Reproduce every line of the records below verbatim, without changing anything.
--------------------------------
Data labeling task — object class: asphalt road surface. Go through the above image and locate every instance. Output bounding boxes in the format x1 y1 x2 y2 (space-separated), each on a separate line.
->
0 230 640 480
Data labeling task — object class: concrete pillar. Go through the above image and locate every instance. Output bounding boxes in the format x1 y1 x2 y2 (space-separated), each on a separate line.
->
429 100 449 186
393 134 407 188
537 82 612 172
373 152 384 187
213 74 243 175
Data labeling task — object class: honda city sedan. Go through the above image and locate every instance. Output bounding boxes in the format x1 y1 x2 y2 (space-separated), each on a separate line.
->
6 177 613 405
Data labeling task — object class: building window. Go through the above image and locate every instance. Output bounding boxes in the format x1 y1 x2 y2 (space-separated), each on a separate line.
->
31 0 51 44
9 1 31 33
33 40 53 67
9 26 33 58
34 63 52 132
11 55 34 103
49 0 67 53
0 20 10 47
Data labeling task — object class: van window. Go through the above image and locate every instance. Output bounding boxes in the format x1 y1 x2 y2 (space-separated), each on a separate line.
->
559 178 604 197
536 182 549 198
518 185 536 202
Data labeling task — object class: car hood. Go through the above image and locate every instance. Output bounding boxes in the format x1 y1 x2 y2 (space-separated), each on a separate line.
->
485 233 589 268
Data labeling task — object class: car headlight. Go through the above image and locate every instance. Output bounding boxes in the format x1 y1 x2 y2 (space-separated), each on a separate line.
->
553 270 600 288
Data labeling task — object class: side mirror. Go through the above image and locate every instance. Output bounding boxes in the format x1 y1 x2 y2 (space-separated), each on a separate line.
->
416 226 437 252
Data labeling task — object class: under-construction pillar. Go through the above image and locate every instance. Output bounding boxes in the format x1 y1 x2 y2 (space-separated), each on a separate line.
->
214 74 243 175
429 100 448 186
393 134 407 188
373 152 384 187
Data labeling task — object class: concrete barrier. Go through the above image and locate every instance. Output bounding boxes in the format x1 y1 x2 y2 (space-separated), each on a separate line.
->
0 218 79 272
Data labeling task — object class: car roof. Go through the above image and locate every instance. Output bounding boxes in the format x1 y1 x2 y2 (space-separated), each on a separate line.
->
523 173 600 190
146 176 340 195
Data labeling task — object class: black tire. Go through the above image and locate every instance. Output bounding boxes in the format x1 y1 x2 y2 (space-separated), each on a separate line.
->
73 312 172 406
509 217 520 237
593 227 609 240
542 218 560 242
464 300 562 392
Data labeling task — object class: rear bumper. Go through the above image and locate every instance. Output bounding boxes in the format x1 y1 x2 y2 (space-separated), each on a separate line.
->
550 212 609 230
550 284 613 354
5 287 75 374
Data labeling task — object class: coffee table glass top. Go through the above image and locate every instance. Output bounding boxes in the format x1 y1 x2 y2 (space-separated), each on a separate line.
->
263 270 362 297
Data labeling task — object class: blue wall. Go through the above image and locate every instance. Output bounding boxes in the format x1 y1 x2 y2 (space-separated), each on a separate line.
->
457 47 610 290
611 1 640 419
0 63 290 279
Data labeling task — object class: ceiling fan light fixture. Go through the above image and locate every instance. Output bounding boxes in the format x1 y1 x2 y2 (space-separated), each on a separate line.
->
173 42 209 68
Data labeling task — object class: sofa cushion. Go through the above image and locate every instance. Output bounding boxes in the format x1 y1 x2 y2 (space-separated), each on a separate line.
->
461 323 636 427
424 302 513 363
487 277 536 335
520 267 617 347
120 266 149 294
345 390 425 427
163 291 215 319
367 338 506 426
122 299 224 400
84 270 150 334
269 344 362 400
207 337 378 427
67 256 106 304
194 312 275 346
--------------------------------
§ Complete response:
Data labeling task — object class: asphalt road surface. Go through the above image and locate every instance. Output bounding boxes in the format x1 y1 x2 y2 (space-separated), each on a separate line.
->
0 230 640 480
Data labeling task — object class: concrete pillar. Go through the above image and locate every instance. Output bounding boxes in the format x1 y1 x2 y2 (space-separated), each on a separate line.
->
429 100 449 186
393 134 407 188
537 82 612 172
373 152 384 187
213 74 243 175
Data labeling task — object class: honda city sedan. Go through the above image and locate every instance. Output bounding boxes in the format x1 y1 x2 y2 (space-separated), each on a separate line.
->
6 177 613 405
Data labeling task — object class: building window. Go through the above image and locate every instance. Output bounding boxes in the format x1 y1 x2 y2 (space-separated), each on a separate line.
->
31 0 51 44
9 1 31 33
33 40 53 67
9 26 33 58
34 63 52 132
11 55 34 103
49 0 67 53
0 20 10 47
Data labeling task — object class: van window. Go through the above image and locate every instance. Output bounding boxes in the format x1 y1 x2 y2 (space-separated), each on a separate line.
->
559 178 604 197
536 182 549 198
518 185 536 202
Data labeling task — object class: car hood. Go through the above image and locate every instance. Output bounding boxes in the format x1 y1 x2 y2 (space-separated), each on a separate line.
->
485 233 589 268
Data labeling task — object class: car headlight. Go through the above image and locate every instance. Output bounding boxes in the format x1 y1 x2 y2 (space-separated), each on a separate line.
->
553 270 600 288
Data labeling task — object class: side mirror. Go through the above image and locate every instance. Output bounding boxes in the format x1 y1 x2 y2 (space-separated), each on a separate line.
->
416 226 437 252
Data labeling task — object class: under-construction pillar. Go through the above image and locate every instance. Output bounding boxes in the format x1 y1 x2 y2 (space-separated), each on a separate line.
->
214 74 243 175
429 100 448 186
393 134 407 188
373 152 384 187
Data labeling task — object class: concrete barrier. Go through the above image and locate every instance. Output bounding boxes in the format x1 y1 x2 y2 (space-separated), each on a separate line.
->
0 218 79 272
Data labeling task — object class: car roof. Go through the above image and locate every instance. Output bounding boxes in the format x1 y1 x2 y2 (space-separated), each on a separate line.
->
523 173 600 190
146 176 340 195
Data labeling task — object class: black tire. Go through the above image and locate every instance. Output bounding boxes in the format x1 y1 x2 y2 (space-separated), each on a separate line.
->
73 312 172 406
509 217 520 237
593 227 609 240
542 218 560 242
464 300 562 392
Data labeling task — object class: rear bumper. Go through the above image and locate every instance. Output bounding boxes in the format x1 y1 x2 y2 (space-separated), each on a separate line.
->
550 212 609 230
550 284 613 354
5 287 75 374
Data labeling task — object class: coffee table glass top. Go through the above image and locate every instance. Output bounding boxes in the format x1 y1 x2 y2 (space-separated), each on a separate line.
->
263 270 362 297
Data labeling task — object class: blue wall. Go through the above image and locate every instance. Output bounding boxes in the format x1 y1 x2 y2 (space-separated), each on a separate line.
->
457 47 610 290
611 1 640 419
0 63 290 279
Data labeling task — object class: ceiling fan light fixture. Go through the above image and locate every instance. Output bounding boxes in the format x1 y1 x2 y2 (space-separated), each on a separate line.
->
173 42 209 68
Data labeling task — object class: sofa cushion. Go through the above image and locate every instance. Output bounding boxes in the format x1 y1 x2 y2 (space-separated), each on a separate line.
->
461 323 636 427
424 302 513 363
487 277 536 335
520 267 617 347
120 266 149 294
345 390 425 427
163 291 215 319
367 338 506 426
122 299 224 400
84 270 150 334
269 344 362 400
207 337 378 427
67 256 106 304
194 312 275 346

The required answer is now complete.